:: Aufgabenstellung 1 ::
Entnimm bitte dem Lesetext über KI-Anwendungen die Passage zwischen „Ein gutes Beispiel“ und „Zeit und Geld.“, beide Stellen eingeschlossen, und gib sie wortgetreu wieder.
:: Aufgabenstellung 2 ::
Sammle aus den Zeilen unten jede Zeile, in der das Wort „small“ vorkommt, und schreib sie unverändert ab.

:: Lesetext ::
============
Können Sie uns bereits heute konkrete Anwendungsfälle nennen, in denen Lösungsmodelle aus dem ADA Lovelace Center zum Tragen kam?
Ein gutes Beispiel kommt aus der Logistik: Auf den ersten Blick mag es einfach erscheinen, ein Lager mit eingehenden Waren optimal zu bestücken, damit sie später so schnell wie möglich kommissioniert bzw. gepackt werden können. Jedoch sind dabei so viele unterschiedliche Rahmenbedingungen zu berücksichtigen, dass herkömmliche Prozesstools schnell überfordert sind – vom Brandschutz über vorgegebene Be- und Entladereihenfolgen bis hin zu Sicherheitsvorschriften oder maximal einzuplanende Entfernungen. Wir haben in diesem Fall unsere Methodenkompetenz genutzt und gemeinsam mit einem Industriepartner einen Algorithmus entwickelt, mit dem Produkte optimal eingelagert werden. Das Ergebnis sind u. a. kürzere Wege für die Kommissionierer. Das spart Zeit und Geld.
Aber auch im Mobilitätskontext ist KI eine Hilfe. So haben wir für die VAG Nürnberg ein Verfahren entwickelt, mit dem beispielsweise die Energiekosten des U-Bahnbetriebs gesenkt werden können. Im Kern ging es darum, durch eine optimale Verschiebung des Takts der ein- und ausfahrenden Züge die Last im Bahnstromnetz so auszugleichen, dass nicht zu viele Peaks entstehen – denn die kosten richtig Geld. Mit dem Tool kann die VAG wirtschaftlicher arbeiten und gleichzeitig auch ihre Taktung optimieren. Und das, ohne dass sich für den Endkunden, also Sie und mich, Nachteile ergeben.
Wie kommen Sie zu Ihren Projekten – und wie läuft die Zusammenarbeit mit Unternehmen ab?
In der Regel kommen Unternehmen auf uns zu, weil sie mit KI in ihren Geschäftsabläufen effizienter werden wollen. Dabei ist oftmals aber noch gar nicht klar, wo sie ansetzen können oder wollen. Der Grund: Viele sind sich oft nicht sicher, welche Daten bei ihnen in welcher Qualität und Menge vorliegen, welche sie zur Lösung für eine spezifische Anwendung bräuchten, oder umgekehrt: welche Anwendungen sie mit ihren Daten überhaupt optimieren können. Da geht es um grundlegende Entscheidungen. Es ist dann unsere Aufgabe, dies gemeinsam zu eruieren. Erst anschließend können wir uns mit der mathematischen Problemlösung auseinandersetzen und passende Algorithmen bzw. Software entwickeln.
============
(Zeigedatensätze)
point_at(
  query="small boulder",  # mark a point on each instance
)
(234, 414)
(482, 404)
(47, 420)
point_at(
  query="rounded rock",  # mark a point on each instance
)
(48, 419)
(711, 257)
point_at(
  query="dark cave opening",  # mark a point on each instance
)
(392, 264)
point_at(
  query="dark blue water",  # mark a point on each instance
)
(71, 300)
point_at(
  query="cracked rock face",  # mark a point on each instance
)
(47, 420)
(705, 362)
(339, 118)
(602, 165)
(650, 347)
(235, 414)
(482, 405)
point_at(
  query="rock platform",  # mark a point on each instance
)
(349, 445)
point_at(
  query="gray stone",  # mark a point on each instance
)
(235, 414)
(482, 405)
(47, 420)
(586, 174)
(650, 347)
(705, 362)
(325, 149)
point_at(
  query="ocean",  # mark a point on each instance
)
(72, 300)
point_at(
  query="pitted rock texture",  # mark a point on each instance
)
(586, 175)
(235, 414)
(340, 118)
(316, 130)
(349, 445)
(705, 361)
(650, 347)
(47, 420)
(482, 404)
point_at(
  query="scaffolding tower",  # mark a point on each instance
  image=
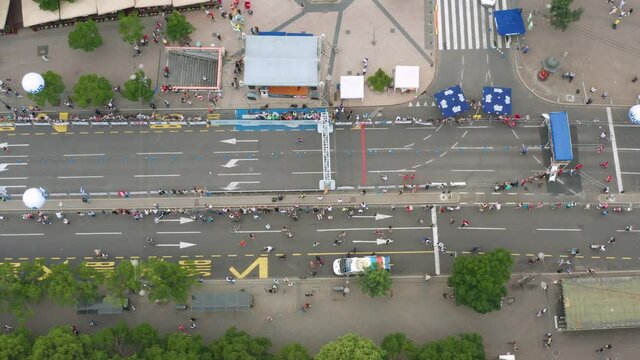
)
(325, 128)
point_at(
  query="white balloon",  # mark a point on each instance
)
(33, 198)
(634, 114)
(33, 83)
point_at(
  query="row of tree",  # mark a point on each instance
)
(144, 342)
(92, 90)
(66, 284)
(86, 36)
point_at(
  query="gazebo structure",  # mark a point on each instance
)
(282, 65)
(193, 68)
(599, 303)
(406, 78)
(352, 87)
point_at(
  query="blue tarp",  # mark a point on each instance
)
(509, 22)
(496, 100)
(451, 101)
(560, 133)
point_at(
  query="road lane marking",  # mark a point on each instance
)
(81, 177)
(33, 234)
(614, 148)
(158, 175)
(99, 233)
(479, 228)
(378, 228)
(80, 155)
(479, 170)
(162, 153)
(548, 229)
(241, 174)
(178, 232)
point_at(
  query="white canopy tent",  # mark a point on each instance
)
(352, 87)
(407, 78)
(150, 3)
(178, 3)
(79, 8)
(32, 15)
(111, 6)
(4, 12)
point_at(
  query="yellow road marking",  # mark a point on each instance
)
(165, 126)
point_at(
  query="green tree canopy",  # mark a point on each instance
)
(130, 27)
(67, 285)
(562, 15)
(53, 88)
(92, 89)
(48, 5)
(16, 345)
(139, 87)
(122, 280)
(85, 36)
(61, 344)
(479, 281)
(178, 28)
(379, 81)
(397, 346)
(168, 281)
(350, 346)
(462, 347)
(293, 351)
(238, 345)
(376, 281)
(21, 287)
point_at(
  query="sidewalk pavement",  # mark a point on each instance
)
(373, 199)
(417, 308)
(360, 28)
(600, 56)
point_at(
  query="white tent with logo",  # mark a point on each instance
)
(406, 78)
(352, 87)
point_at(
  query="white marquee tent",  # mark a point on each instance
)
(150, 3)
(4, 12)
(407, 78)
(352, 87)
(79, 8)
(178, 3)
(32, 15)
(112, 6)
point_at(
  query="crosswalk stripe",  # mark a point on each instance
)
(469, 23)
(454, 23)
(446, 22)
(439, 24)
(462, 23)
(460, 27)
(475, 26)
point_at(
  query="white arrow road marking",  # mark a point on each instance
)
(234, 184)
(103, 233)
(178, 232)
(234, 162)
(181, 245)
(376, 216)
(233, 141)
(182, 220)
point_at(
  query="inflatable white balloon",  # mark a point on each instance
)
(634, 114)
(33, 198)
(33, 83)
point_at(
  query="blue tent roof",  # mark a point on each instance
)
(509, 22)
(451, 101)
(496, 100)
(560, 136)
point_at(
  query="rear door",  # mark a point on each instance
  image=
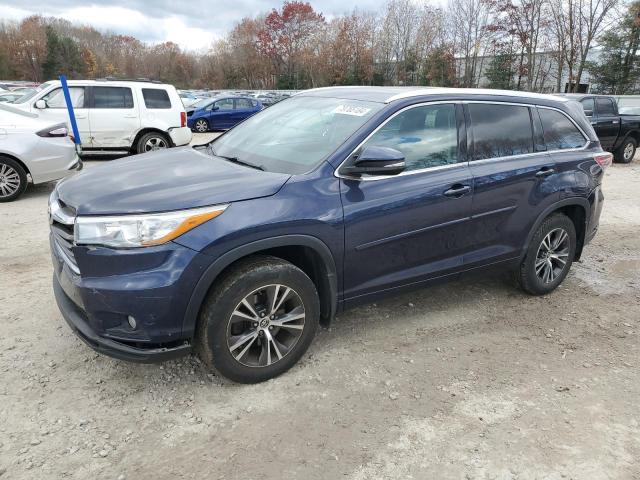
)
(607, 122)
(56, 110)
(414, 226)
(513, 178)
(114, 117)
(221, 115)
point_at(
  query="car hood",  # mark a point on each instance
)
(160, 181)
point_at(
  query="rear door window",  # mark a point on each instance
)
(605, 107)
(588, 106)
(560, 133)
(242, 103)
(156, 98)
(112, 97)
(500, 130)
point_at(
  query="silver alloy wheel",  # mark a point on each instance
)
(155, 143)
(628, 151)
(201, 126)
(552, 255)
(265, 326)
(9, 180)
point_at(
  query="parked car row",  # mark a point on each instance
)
(618, 131)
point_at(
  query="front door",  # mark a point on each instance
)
(114, 117)
(409, 227)
(56, 110)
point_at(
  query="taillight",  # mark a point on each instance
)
(59, 130)
(604, 159)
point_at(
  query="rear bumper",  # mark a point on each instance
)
(77, 320)
(180, 136)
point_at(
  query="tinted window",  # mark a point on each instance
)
(55, 98)
(605, 106)
(500, 130)
(560, 132)
(588, 106)
(156, 98)
(243, 103)
(226, 104)
(427, 136)
(112, 97)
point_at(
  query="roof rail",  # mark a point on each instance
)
(114, 79)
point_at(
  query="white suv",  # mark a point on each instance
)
(115, 115)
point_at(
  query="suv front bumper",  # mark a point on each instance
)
(77, 320)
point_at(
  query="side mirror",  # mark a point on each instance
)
(377, 161)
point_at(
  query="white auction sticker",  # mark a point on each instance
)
(351, 110)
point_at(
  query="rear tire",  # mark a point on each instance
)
(626, 151)
(13, 179)
(152, 141)
(201, 125)
(250, 344)
(549, 256)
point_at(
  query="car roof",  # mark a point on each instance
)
(111, 83)
(391, 94)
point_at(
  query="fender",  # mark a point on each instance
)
(222, 262)
(582, 202)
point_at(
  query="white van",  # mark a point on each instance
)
(116, 116)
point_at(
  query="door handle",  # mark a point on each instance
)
(457, 190)
(545, 172)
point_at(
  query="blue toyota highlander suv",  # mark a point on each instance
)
(240, 248)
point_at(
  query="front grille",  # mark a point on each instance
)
(62, 219)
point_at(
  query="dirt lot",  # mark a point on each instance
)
(467, 380)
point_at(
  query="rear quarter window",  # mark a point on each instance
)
(156, 98)
(112, 97)
(560, 133)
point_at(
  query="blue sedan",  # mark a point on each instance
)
(221, 113)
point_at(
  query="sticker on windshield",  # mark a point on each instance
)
(351, 110)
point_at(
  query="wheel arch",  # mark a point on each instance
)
(308, 253)
(16, 159)
(577, 209)
(144, 131)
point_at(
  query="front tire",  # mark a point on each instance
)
(13, 179)
(151, 142)
(626, 151)
(258, 320)
(549, 256)
(201, 126)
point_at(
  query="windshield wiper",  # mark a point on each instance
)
(237, 160)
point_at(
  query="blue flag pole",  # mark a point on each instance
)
(72, 115)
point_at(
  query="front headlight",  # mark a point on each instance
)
(129, 231)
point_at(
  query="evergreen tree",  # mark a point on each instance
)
(617, 69)
(500, 71)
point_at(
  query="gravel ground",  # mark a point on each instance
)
(467, 380)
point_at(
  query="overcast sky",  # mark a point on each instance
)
(193, 25)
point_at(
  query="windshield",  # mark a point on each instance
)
(295, 135)
(33, 93)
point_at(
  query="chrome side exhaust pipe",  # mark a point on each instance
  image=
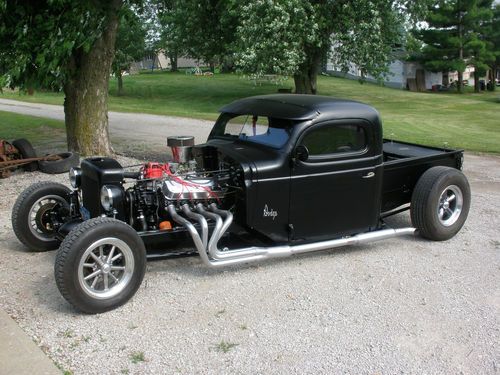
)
(212, 256)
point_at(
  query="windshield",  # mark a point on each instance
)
(264, 130)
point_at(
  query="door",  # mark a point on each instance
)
(336, 187)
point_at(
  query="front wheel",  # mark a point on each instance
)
(440, 203)
(36, 213)
(100, 265)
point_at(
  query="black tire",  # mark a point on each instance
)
(440, 203)
(35, 232)
(27, 151)
(67, 161)
(74, 263)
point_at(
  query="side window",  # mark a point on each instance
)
(335, 139)
(247, 126)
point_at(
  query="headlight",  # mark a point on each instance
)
(108, 195)
(75, 177)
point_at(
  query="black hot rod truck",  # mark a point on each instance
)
(279, 175)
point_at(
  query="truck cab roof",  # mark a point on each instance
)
(301, 107)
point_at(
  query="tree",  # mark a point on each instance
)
(293, 37)
(66, 44)
(492, 37)
(130, 44)
(203, 30)
(451, 36)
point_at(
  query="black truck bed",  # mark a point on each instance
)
(404, 163)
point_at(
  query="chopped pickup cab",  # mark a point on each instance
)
(279, 175)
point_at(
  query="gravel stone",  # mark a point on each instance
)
(403, 305)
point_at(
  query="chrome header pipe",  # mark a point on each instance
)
(213, 257)
(201, 220)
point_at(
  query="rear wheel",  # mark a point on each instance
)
(100, 265)
(440, 203)
(34, 213)
(27, 152)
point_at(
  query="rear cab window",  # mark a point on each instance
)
(335, 140)
(269, 131)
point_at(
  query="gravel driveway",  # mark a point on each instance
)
(404, 305)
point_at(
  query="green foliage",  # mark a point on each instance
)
(38, 39)
(463, 121)
(292, 36)
(273, 35)
(203, 30)
(453, 35)
(130, 42)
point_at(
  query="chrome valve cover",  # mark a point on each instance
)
(189, 188)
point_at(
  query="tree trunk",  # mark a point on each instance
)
(306, 78)
(119, 78)
(476, 81)
(460, 81)
(86, 92)
(493, 78)
(173, 62)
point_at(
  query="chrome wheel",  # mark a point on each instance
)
(106, 268)
(39, 220)
(450, 205)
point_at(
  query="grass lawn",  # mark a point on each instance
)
(470, 121)
(14, 126)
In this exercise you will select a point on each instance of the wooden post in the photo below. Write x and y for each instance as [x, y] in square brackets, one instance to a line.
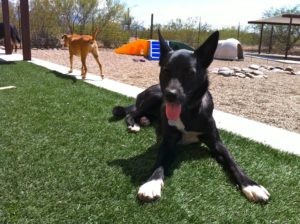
[271, 39]
[260, 40]
[288, 38]
[25, 30]
[151, 27]
[7, 39]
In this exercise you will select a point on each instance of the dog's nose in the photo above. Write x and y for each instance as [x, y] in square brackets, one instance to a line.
[171, 95]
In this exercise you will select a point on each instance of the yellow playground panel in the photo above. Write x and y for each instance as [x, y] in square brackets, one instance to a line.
[137, 47]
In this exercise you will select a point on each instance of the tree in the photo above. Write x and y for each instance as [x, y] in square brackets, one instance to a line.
[279, 31]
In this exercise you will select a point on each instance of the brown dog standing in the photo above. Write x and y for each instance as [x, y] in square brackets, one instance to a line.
[81, 45]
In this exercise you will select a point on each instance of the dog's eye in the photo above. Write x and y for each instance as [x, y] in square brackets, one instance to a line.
[190, 71]
[165, 70]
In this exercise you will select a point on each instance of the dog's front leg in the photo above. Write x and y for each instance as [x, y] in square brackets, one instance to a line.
[151, 190]
[252, 190]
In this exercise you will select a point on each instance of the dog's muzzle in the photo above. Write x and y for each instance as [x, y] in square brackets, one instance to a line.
[174, 97]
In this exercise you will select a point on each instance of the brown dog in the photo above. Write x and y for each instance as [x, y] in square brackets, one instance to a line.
[81, 45]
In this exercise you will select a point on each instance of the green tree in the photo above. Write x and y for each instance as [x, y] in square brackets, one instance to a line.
[280, 31]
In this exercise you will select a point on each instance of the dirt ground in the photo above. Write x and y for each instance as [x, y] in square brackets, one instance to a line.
[274, 100]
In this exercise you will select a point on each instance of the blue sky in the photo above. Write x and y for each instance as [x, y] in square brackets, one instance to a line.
[216, 13]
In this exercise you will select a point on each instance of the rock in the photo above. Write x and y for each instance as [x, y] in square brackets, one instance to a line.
[263, 69]
[224, 69]
[278, 67]
[214, 70]
[277, 70]
[249, 75]
[254, 66]
[226, 72]
[245, 70]
[289, 69]
[240, 75]
[257, 73]
[236, 69]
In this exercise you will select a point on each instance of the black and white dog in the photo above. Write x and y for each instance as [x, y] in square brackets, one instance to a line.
[15, 38]
[182, 107]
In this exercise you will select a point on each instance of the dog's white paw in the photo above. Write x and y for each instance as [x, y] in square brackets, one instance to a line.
[134, 128]
[151, 190]
[256, 193]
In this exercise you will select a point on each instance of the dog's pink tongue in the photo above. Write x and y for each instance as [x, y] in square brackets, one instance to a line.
[173, 111]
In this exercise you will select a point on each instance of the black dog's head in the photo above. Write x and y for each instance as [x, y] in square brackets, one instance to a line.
[183, 75]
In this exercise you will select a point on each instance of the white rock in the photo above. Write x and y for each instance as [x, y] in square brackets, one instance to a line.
[257, 73]
[246, 70]
[254, 66]
[240, 75]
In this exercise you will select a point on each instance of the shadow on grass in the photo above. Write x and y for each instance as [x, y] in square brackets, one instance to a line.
[64, 76]
[3, 62]
[140, 167]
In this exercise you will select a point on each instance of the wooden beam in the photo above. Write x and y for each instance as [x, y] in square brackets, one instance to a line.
[260, 39]
[7, 39]
[25, 27]
[271, 39]
[288, 38]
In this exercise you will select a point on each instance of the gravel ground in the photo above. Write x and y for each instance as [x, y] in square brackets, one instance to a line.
[274, 100]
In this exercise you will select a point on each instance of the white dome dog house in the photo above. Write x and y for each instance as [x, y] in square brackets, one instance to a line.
[230, 49]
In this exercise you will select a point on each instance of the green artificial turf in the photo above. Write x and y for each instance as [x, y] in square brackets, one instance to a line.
[64, 159]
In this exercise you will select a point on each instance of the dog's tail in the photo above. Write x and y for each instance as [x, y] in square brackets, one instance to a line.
[95, 34]
[120, 112]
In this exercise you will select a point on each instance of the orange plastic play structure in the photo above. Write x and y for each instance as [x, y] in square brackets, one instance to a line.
[137, 47]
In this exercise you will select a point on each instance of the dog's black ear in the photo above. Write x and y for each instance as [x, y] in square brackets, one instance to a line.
[206, 51]
[164, 48]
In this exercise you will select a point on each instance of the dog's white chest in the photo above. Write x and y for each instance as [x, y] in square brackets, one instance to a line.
[188, 137]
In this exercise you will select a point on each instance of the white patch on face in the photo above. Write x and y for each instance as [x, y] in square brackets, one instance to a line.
[151, 190]
[188, 137]
[256, 193]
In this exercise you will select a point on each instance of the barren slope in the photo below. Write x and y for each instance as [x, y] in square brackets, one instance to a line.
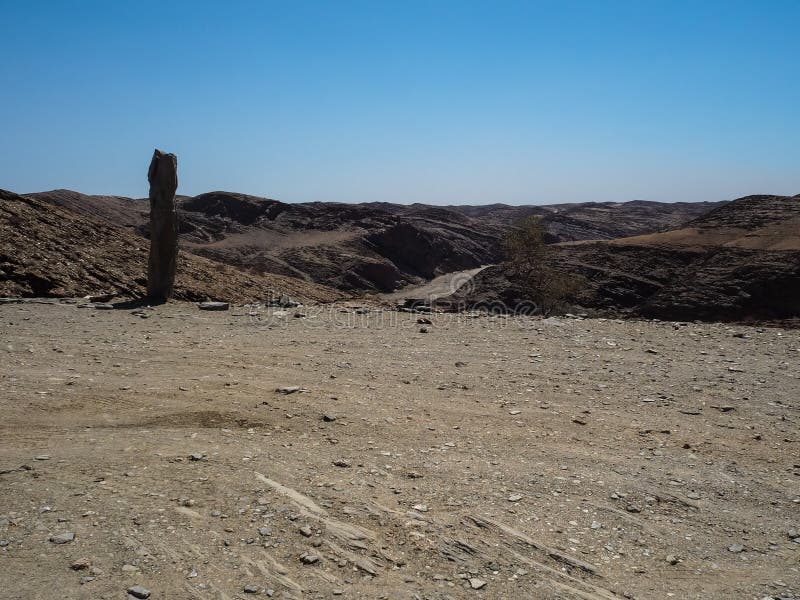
[50, 251]
[740, 261]
[373, 246]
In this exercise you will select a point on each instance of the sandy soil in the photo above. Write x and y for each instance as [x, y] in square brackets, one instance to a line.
[525, 458]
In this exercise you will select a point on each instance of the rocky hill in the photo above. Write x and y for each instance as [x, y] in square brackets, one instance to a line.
[373, 246]
[46, 250]
[739, 261]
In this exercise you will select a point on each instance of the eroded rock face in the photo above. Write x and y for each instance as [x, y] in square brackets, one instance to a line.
[163, 178]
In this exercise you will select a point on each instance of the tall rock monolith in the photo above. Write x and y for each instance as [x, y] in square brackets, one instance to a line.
[163, 178]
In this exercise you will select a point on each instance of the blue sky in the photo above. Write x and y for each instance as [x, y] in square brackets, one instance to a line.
[405, 101]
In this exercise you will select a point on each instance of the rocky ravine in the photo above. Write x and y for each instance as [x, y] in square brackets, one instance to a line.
[346, 454]
[370, 247]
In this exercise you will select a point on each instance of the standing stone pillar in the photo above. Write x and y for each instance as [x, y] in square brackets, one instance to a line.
[163, 178]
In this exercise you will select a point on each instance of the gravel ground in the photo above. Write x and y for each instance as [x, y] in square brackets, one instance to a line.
[487, 458]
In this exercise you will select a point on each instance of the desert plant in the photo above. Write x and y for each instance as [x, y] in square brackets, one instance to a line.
[531, 267]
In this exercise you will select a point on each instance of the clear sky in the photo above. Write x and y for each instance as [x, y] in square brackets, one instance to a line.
[405, 101]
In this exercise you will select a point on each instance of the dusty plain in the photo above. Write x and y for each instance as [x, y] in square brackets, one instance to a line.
[490, 457]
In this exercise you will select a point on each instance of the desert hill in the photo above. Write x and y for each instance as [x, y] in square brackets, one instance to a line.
[372, 246]
[47, 250]
[739, 261]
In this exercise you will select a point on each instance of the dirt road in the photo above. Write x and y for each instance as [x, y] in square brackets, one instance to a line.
[436, 288]
[489, 458]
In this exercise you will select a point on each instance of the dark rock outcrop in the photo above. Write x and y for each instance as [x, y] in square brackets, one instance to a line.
[162, 262]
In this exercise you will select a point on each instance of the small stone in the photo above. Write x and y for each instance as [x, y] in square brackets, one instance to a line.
[139, 591]
[476, 583]
[80, 565]
[289, 389]
[63, 538]
[309, 558]
[214, 306]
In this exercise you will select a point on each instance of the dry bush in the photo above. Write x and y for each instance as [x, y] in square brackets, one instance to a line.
[531, 268]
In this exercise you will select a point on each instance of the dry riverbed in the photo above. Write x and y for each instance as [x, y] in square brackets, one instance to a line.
============
:: Richtige Antwort 1 ::
Ein gutes Beispiel kommt aus der Logistik: Auf den ersten Blick mag es einfach erscheinen, ein Lager mit eingehenden Waren optimal zu bestücken, damit sie später so schnell wie möglich kommissioniert bzw. gepackt werden können. Jedoch sind dabei so viele unterschiedliche Rahmenbedingungen zu berücksichtigen, dass herkömmliche Prozesstools schnell überfordert sind – vom Brandschutz über vorgegebene Be- und Entladereihenfolgen bis hin zu Sicherheitsvorschriften oder maximal einzuplanende Entfernungen. Wir haben in diesem Fall unsere Methodenkompetenz genutzt und gemeinsam mit einem Industriepartner einen Algorithmus entwickelt, mit dem Produkte optimal eingelagert werden. Das Ergebnis sind u. a. kürzere Wege für die Kommissionierer. Das spart Zeit und Geld.

:: Richtige Antwort 2 ::
  query="small boulder",  # mark a point on each instance
In this exercise you will select a point on each instance of the small stone in the photo above. Write x and y for each instance as [x, y] in square brackets, one instance to a line.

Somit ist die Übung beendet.